RECORDS SUPPLIED:

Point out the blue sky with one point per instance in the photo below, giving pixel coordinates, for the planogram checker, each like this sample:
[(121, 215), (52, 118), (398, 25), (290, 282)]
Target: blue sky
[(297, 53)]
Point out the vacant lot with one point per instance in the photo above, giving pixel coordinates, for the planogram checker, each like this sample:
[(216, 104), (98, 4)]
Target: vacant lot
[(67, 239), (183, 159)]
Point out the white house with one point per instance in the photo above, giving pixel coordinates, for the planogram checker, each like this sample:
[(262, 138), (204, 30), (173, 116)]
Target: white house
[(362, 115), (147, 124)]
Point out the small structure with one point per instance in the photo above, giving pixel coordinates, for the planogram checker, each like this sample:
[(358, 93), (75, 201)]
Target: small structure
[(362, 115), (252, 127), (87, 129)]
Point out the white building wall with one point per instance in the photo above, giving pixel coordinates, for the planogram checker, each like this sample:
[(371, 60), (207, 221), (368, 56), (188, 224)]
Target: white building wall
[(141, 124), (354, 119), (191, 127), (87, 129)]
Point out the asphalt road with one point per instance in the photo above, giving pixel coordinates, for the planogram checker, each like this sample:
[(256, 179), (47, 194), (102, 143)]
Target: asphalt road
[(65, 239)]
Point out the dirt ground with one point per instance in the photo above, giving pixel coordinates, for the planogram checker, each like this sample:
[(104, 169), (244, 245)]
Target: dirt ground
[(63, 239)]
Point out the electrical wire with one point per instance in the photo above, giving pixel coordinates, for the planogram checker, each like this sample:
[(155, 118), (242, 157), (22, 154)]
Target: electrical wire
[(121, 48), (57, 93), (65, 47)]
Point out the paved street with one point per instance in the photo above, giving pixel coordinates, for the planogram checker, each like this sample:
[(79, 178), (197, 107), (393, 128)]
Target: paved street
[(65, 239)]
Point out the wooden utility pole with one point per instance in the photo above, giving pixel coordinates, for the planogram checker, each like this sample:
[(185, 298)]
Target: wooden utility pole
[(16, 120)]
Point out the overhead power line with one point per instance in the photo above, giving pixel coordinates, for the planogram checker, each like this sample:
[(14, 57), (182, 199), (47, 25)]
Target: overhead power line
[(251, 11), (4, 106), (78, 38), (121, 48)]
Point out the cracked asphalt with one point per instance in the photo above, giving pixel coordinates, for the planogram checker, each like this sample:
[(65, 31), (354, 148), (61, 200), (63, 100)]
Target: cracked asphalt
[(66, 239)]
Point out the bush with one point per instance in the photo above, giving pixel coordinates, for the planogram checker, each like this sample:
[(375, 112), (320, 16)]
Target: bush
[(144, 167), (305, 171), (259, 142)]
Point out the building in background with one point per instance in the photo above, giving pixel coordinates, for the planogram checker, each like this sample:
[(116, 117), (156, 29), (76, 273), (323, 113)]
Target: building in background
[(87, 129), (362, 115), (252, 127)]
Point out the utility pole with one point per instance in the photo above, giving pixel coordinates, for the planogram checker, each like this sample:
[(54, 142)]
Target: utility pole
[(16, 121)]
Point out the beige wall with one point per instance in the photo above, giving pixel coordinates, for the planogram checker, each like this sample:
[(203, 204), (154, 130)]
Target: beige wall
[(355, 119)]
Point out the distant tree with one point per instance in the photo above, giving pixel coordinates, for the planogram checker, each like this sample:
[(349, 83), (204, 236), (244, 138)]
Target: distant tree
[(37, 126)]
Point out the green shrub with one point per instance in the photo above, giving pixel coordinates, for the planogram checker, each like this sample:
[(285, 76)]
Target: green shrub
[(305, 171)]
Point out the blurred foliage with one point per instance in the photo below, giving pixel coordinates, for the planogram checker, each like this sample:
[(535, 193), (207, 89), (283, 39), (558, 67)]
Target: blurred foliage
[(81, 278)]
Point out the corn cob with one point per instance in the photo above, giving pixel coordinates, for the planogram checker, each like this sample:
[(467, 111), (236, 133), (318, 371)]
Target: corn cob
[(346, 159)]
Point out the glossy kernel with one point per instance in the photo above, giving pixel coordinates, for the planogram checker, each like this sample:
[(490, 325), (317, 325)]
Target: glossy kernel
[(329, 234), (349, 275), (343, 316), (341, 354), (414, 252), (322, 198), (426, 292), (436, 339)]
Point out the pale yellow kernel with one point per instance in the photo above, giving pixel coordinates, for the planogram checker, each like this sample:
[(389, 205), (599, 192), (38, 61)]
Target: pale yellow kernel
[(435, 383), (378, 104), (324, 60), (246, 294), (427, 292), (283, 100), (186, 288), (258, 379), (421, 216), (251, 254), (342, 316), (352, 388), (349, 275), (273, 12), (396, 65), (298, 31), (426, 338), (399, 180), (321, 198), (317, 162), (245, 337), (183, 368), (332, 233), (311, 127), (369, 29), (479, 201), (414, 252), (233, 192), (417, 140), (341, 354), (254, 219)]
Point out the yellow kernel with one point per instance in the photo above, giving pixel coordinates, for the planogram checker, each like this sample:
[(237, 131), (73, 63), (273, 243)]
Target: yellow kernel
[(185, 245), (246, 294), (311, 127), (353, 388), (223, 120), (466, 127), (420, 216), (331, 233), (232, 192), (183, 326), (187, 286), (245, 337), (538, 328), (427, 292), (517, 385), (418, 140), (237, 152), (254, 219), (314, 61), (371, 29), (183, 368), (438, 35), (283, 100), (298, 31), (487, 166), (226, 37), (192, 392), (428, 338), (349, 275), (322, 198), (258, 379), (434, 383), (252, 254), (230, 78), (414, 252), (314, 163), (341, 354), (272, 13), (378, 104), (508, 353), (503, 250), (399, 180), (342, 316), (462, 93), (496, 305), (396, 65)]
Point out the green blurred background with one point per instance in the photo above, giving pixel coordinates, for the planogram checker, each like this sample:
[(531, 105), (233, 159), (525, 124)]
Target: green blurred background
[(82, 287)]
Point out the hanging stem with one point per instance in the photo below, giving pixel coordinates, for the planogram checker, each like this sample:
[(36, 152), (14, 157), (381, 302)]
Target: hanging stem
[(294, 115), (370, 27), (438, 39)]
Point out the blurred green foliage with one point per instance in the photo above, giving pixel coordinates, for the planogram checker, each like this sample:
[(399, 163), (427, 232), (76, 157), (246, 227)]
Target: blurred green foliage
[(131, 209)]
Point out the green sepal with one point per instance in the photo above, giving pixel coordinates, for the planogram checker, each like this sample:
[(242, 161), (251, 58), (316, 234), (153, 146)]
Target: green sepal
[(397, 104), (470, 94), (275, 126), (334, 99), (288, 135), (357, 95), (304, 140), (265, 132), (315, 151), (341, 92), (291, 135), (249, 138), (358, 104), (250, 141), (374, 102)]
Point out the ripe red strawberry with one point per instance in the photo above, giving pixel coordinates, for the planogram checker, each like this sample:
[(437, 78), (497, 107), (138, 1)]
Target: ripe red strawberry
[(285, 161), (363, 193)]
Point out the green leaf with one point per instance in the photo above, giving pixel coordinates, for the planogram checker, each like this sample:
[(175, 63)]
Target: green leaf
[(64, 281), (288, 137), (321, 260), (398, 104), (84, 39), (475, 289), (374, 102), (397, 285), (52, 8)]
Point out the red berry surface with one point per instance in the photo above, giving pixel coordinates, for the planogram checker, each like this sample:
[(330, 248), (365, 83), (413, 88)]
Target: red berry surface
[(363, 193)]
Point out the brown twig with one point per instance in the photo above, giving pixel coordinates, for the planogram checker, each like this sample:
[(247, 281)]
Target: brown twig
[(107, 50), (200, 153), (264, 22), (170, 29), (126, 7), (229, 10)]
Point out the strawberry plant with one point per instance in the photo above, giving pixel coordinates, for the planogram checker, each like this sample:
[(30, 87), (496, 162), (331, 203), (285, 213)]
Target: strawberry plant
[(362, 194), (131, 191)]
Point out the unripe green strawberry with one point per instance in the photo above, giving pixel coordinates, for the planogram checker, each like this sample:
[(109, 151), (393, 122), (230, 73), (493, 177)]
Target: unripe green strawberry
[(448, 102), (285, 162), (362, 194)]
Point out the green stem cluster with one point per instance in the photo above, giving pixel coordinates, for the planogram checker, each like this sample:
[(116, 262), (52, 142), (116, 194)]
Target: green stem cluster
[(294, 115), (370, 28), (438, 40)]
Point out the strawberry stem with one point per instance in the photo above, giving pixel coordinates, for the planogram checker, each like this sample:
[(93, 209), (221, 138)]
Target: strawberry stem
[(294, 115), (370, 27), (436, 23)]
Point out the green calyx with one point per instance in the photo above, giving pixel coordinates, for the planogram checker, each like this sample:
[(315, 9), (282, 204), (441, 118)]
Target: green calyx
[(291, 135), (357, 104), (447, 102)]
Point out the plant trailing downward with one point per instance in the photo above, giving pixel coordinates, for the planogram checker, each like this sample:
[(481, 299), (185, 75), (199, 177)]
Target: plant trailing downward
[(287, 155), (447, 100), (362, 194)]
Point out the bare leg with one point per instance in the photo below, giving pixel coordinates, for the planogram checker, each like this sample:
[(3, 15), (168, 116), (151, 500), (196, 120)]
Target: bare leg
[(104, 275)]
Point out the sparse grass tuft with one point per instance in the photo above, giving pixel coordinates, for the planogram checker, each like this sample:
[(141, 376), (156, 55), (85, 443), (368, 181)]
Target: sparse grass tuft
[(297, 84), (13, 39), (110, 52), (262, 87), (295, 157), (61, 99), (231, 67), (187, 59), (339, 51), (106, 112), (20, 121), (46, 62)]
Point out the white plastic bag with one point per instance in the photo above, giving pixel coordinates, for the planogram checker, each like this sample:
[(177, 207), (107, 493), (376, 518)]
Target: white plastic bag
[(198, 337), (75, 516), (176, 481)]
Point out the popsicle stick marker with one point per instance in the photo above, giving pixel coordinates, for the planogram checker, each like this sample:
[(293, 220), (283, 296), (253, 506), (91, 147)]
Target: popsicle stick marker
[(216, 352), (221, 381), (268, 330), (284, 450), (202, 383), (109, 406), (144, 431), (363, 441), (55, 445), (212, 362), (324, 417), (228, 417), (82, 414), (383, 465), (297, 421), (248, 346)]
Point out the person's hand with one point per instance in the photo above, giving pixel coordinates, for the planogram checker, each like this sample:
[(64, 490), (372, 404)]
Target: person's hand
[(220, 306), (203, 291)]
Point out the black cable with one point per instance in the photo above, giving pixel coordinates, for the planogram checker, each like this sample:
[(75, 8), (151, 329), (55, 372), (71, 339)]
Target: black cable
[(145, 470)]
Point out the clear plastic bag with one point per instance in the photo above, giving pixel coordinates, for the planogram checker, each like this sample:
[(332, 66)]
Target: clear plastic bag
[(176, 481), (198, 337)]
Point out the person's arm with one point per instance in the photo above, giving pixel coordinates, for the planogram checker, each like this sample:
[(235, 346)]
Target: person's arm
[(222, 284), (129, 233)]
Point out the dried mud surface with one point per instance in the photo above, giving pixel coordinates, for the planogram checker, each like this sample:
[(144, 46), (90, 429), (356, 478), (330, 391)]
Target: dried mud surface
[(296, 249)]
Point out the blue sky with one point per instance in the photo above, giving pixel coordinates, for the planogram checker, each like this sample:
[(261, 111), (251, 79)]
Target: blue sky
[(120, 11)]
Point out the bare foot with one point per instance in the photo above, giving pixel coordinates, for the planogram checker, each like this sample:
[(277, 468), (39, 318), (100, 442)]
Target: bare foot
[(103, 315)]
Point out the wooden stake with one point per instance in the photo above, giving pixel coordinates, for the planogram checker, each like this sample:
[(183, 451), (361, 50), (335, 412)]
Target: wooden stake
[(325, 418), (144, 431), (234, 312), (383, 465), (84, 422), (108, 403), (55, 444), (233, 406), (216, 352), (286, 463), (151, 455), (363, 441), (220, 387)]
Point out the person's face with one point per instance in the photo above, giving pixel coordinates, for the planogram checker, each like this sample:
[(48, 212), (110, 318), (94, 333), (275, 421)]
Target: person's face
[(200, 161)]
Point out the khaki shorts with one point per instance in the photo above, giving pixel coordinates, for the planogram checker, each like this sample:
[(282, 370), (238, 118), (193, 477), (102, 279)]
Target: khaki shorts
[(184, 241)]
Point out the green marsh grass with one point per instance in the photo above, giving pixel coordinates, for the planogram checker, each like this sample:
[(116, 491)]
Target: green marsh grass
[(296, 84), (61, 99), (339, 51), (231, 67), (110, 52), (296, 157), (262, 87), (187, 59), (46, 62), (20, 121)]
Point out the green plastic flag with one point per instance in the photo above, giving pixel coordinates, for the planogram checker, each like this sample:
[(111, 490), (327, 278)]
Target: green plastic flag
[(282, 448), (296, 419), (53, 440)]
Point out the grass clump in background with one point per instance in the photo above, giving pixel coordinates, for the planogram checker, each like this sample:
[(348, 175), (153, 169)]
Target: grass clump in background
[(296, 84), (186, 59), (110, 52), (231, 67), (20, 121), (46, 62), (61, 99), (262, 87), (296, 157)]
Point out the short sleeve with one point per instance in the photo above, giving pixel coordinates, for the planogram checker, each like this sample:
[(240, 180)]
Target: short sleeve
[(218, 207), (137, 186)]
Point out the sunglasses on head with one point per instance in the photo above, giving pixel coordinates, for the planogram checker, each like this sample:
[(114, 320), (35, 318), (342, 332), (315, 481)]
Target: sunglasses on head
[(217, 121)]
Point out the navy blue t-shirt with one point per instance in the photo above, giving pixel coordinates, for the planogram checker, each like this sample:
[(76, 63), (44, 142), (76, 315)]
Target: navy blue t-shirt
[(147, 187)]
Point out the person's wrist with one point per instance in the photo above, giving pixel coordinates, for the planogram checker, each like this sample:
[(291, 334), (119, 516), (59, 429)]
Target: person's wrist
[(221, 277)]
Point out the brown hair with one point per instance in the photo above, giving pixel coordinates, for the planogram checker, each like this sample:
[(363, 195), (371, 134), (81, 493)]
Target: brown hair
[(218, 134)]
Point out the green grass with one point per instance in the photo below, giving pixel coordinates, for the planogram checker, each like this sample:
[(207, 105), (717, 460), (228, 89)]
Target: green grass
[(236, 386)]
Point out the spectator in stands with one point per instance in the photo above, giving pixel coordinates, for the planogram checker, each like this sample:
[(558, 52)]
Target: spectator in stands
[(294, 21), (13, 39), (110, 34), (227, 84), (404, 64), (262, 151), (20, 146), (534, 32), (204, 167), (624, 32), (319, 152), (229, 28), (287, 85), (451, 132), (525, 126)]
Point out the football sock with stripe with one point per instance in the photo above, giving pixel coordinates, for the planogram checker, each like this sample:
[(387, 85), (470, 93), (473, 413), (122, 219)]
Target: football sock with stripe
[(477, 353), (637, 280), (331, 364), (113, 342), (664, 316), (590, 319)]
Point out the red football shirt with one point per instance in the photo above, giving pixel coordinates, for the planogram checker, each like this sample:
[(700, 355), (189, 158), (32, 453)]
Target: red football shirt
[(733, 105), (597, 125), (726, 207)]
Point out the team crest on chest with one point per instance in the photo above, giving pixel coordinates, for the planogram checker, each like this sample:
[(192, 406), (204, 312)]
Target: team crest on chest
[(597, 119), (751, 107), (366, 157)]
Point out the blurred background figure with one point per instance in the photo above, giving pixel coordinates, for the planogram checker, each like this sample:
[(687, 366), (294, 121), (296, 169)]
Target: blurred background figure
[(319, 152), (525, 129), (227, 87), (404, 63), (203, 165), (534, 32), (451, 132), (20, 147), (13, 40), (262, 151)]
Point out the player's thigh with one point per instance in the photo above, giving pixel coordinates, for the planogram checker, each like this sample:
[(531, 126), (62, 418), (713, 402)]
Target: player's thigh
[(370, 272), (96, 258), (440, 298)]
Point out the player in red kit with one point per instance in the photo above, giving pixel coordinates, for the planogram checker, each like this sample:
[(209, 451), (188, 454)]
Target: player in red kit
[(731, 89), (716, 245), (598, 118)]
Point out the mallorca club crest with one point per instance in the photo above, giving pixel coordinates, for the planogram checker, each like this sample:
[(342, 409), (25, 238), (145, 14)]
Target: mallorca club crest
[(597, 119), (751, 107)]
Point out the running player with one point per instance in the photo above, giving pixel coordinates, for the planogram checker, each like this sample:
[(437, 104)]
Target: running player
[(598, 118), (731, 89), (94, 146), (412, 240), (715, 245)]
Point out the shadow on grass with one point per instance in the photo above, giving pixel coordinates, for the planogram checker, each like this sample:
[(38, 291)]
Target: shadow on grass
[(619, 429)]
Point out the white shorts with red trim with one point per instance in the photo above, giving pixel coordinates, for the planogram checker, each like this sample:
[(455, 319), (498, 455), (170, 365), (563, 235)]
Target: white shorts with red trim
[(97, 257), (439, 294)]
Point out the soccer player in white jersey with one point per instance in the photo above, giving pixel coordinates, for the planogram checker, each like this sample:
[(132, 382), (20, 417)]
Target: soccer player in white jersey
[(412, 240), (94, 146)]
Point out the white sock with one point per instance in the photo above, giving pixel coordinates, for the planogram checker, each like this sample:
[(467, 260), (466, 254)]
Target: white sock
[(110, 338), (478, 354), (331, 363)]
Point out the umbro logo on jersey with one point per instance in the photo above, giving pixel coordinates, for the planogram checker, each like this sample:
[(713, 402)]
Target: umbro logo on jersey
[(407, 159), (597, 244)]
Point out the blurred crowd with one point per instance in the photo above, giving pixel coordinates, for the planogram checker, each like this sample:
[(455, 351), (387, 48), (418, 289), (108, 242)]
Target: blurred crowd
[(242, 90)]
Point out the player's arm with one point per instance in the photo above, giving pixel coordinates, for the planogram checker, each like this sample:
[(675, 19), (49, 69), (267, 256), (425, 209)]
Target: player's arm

TASK DETAILS:
Please copy the lines of the listing verbatim, from the line containing "Point out the player's arm" through the end of the listing, both included.

RESPONSE TO THE EXERCISE:
Point out the player's arm with one point per instance in the photo above, giving pixel coordinates, for the planogram checker, each like this sample:
[(675, 19), (49, 69), (267, 256), (425, 209)]
Target: player's arm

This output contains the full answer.